Exercise details
Can you write out, word for word, the stretch of the listing below from its first line through the line that contains "Query: roof of church", both ends included, and nothing else?
** start of Records for processing **
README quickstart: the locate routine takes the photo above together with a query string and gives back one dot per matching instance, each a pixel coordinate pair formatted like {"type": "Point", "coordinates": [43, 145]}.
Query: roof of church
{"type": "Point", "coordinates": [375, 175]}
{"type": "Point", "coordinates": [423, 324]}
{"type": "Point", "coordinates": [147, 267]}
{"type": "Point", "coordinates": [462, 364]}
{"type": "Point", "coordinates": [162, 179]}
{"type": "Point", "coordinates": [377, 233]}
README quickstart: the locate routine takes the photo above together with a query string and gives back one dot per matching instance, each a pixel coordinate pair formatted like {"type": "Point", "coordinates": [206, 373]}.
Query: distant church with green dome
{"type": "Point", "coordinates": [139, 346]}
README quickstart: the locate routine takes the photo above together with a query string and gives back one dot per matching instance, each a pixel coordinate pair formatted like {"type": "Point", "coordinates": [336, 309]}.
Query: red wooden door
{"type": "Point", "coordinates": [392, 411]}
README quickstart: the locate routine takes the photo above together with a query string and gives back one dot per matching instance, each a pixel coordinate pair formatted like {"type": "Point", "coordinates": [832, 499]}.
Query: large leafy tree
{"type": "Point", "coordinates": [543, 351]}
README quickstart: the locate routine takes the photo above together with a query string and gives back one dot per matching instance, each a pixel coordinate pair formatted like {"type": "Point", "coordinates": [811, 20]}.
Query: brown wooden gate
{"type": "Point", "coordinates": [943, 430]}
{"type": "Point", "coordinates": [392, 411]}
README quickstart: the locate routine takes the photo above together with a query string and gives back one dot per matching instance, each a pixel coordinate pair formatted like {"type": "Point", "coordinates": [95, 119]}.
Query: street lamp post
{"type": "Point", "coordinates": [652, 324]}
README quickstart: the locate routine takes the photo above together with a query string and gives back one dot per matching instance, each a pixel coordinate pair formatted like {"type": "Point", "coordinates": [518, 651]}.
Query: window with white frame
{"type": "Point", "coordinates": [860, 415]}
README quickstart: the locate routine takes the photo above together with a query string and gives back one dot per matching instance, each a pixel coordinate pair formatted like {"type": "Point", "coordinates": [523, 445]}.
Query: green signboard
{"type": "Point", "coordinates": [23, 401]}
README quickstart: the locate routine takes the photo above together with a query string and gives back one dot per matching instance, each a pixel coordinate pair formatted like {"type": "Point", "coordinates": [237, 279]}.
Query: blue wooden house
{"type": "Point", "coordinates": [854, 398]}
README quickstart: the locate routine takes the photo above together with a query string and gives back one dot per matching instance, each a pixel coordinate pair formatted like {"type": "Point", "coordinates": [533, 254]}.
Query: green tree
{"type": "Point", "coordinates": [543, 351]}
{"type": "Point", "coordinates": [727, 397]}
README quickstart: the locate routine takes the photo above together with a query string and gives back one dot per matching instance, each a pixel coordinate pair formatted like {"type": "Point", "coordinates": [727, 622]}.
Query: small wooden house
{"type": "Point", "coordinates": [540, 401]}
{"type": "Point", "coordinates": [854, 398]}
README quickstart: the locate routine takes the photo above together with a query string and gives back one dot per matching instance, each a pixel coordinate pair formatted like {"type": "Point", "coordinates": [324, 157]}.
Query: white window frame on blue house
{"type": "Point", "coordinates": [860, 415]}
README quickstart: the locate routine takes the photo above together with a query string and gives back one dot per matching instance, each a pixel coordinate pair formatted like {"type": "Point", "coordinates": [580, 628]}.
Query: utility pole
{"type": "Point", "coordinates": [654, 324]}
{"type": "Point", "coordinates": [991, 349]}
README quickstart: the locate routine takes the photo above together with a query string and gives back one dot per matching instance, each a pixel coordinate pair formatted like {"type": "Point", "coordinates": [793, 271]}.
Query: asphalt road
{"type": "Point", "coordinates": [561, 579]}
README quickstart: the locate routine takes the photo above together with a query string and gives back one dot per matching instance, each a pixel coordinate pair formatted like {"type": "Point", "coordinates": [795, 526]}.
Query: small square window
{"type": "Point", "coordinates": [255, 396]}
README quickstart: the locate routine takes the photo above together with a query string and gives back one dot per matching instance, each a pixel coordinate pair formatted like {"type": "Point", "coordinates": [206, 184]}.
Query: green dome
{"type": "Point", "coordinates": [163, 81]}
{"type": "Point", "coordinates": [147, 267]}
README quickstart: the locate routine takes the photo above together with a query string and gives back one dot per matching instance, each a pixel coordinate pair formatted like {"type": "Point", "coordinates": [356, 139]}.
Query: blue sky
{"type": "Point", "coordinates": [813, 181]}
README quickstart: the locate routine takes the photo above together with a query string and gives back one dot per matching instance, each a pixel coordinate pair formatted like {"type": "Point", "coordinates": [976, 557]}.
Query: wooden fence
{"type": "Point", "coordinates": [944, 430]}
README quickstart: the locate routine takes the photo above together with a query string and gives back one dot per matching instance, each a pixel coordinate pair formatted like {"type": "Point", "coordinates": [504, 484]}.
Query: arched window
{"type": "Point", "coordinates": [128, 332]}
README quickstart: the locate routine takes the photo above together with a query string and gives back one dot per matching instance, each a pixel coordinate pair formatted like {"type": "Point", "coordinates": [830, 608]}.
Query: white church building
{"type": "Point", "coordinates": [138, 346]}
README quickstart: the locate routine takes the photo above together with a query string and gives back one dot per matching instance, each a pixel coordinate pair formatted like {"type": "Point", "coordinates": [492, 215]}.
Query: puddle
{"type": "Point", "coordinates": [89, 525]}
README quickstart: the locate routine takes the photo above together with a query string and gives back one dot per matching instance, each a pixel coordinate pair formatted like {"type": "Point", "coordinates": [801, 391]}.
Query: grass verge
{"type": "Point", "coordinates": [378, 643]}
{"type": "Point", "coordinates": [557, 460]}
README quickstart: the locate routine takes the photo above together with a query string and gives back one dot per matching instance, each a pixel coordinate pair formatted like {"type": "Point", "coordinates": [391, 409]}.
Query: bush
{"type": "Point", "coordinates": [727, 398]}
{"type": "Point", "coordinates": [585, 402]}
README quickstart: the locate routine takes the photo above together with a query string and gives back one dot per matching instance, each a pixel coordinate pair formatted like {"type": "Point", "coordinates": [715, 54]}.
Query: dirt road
** end of Records for processing **
Full response
README quickstart: the locate routine takes the photo above together with a query string and gives back one dot per matching instance, each a pixel coordinate pair formatted like {"type": "Point", "coordinates": [43, 145]}.
Query: roof of church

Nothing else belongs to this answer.